### Excerpt provided
↓

We have come across several incidents where update stats have influenced a different choices of indexes causing the change in the execution plan which indeed degrades the query performance. Some of the most frequently asked questions about stats during those incident times are

when does Innodb do auto stats update ?

InnoDB updates statistics automatically when certain table state conditions are met. Specifically, InnoDB updates statistics when one of the following occurs:

  1. During Analyse table and Optimize table operations
  2. When a table has undergone significant modifications, such as adding or deleting a large number of rows, and the statistics have become stale. As per documentation it says 10% of data change would trigger mysql to update stats anytime through out the day.

Persistent optimiser feature allows mysql to store stats persistent on disk which is controlled by a global setting innodb_stats_persistent which is enabled by default from 5.7 however it can be overridden by creating table with STATS_PERSISTENT clause. The benefits of having these statistics stored on disk is upon mysql crashes or restarts it doesn’t have to recalculate the stats again for all the tables so the recovery of the instance would be faster otherwise you would see queries waiting on statistics or see significant query degradation without valid stats.

↑

### Exercise set
[1] For each statement, say whether it agrees with the InnoDB statistics passage, answering yes or no and quoting the deciding words: (a) The innodb_stats_persistent setting is enabled by default from version 5.7. (b) A 10% change in data can trigger MySQL to update statistics only during off-peak hours. (c) The global persistence setting cannot be overridden for an individual table.
[2] Output everything in the InnoDB statistics passage from "InnoDB updates statistics automatically" down to "out the day.".
[3] According to the InnoDB statistics passage, what is the benefit of storing statistics on disk?
The listing that follows has no connection to the InnoDB statistics passage.

### Dataset content
↓

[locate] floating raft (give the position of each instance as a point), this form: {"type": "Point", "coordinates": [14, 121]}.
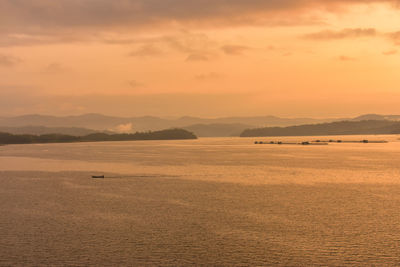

↑

### The solutions
[1]
(a) Yes: "which is enabled by default from 5.7"
(b) No: "10% of data change would trigger mysql to update stats anytime through out the day"
(c) No: "however it can be overridden by creating table with STATS_PERSISTENT clause"

[2]
InnoDB updates statistics automatically when certain table state conditions are met. Specifically, InnoDB updates statistics when one of the following occurs:

  1. During Analyse table and Optimize table operations
  2. When a table has undergone significant modifications, such as adding or deleting a large number of rows, and the statistics have become stale. As per documentation it says 10% of data change would trigger mysql to update stats anytime through out the day.

[3] When MySQL crashes or restarts, it does not have to recalculate the statistics for all the tables, so the instance recovers faster.